(THE TASK): Each line from the one holding "Where can you spot the large" to the last line below must be written out exactly, with no other output.

(EXERCISE INPUTS):
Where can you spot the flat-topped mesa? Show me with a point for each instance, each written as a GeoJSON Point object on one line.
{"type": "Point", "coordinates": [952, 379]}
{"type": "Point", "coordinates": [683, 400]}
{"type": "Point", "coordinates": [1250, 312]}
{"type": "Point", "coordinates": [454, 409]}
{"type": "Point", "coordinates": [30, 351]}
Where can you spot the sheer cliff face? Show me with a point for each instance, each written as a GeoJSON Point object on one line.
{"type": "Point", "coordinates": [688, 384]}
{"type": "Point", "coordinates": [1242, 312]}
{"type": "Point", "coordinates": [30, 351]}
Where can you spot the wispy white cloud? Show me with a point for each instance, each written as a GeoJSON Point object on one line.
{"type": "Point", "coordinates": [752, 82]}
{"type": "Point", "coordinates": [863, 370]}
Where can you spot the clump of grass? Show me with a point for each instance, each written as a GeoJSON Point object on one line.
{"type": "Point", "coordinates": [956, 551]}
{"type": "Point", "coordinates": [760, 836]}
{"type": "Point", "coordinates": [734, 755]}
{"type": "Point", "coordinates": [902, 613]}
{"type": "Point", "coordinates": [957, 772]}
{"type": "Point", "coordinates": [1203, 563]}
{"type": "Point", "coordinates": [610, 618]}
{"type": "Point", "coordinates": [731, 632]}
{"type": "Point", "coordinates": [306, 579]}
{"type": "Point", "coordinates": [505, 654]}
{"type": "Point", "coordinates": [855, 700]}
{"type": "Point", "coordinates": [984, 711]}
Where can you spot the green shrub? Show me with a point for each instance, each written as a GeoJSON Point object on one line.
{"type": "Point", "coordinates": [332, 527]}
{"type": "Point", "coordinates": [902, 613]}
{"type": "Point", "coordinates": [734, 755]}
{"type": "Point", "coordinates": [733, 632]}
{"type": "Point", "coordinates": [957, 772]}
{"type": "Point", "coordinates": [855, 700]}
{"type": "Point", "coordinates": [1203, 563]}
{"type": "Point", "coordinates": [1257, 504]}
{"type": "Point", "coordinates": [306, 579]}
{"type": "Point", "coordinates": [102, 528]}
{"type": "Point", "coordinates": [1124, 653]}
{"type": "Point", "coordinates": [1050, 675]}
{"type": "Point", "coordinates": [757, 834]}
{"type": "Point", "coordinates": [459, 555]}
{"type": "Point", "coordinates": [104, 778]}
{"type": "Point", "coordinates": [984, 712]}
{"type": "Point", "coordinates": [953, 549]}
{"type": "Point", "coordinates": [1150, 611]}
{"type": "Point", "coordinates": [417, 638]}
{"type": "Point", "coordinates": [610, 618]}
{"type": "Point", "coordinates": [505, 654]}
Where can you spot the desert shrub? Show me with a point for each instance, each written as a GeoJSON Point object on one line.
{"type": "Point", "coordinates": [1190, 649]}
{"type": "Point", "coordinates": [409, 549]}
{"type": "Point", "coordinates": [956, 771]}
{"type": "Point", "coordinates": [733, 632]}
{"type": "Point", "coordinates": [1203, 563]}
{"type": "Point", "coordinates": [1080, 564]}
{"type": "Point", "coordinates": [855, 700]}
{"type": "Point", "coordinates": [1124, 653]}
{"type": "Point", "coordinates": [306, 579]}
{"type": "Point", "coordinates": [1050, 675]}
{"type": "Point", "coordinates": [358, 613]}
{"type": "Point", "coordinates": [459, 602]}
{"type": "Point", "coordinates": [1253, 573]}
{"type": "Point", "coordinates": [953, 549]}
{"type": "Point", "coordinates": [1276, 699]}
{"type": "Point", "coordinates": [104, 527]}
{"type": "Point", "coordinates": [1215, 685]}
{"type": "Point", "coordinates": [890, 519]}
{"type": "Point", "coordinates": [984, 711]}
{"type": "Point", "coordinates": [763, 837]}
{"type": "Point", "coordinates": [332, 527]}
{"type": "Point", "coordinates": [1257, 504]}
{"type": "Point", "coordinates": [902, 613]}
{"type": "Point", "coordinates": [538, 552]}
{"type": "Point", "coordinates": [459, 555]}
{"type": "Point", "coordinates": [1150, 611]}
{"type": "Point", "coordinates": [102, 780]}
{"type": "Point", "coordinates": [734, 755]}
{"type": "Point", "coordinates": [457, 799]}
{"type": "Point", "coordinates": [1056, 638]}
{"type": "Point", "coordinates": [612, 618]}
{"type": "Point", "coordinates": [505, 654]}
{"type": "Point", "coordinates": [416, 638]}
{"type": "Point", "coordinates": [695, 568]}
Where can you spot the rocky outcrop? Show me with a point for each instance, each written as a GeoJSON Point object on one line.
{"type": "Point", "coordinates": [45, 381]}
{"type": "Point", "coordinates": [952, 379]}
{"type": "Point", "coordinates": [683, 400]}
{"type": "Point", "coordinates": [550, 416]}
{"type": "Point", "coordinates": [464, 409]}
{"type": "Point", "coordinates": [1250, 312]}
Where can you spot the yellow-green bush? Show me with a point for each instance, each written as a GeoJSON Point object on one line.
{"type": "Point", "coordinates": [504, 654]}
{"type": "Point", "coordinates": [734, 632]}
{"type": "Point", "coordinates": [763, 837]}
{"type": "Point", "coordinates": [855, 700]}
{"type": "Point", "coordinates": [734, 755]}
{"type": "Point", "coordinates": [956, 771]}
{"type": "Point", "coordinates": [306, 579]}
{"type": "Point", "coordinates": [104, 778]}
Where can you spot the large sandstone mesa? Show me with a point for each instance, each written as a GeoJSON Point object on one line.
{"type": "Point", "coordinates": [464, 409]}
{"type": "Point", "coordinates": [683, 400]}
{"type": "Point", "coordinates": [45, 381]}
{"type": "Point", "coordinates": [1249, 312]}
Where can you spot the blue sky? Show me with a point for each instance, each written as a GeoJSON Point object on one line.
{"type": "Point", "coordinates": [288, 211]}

(SOLUTION TO THIS PROBLEM):
Where can you spot the large sandstone mesa? Show me with a point for each instance, each written as a GeoJSON Point object on one line.
{"type": "Point", "coordinates": [464, 409]}
{"type": "Point", "coordinates": [683, 400]}
{"type": "Point", "coordinates": [45, 381]}
{"type": "Point", "coordinates": [1249, 312]}
Where can you spot the blue sky? Show me with a point for each instance, each written as a GeoJSON Point object on one line.
{"type": "Point", "coordinates": [288, 211]}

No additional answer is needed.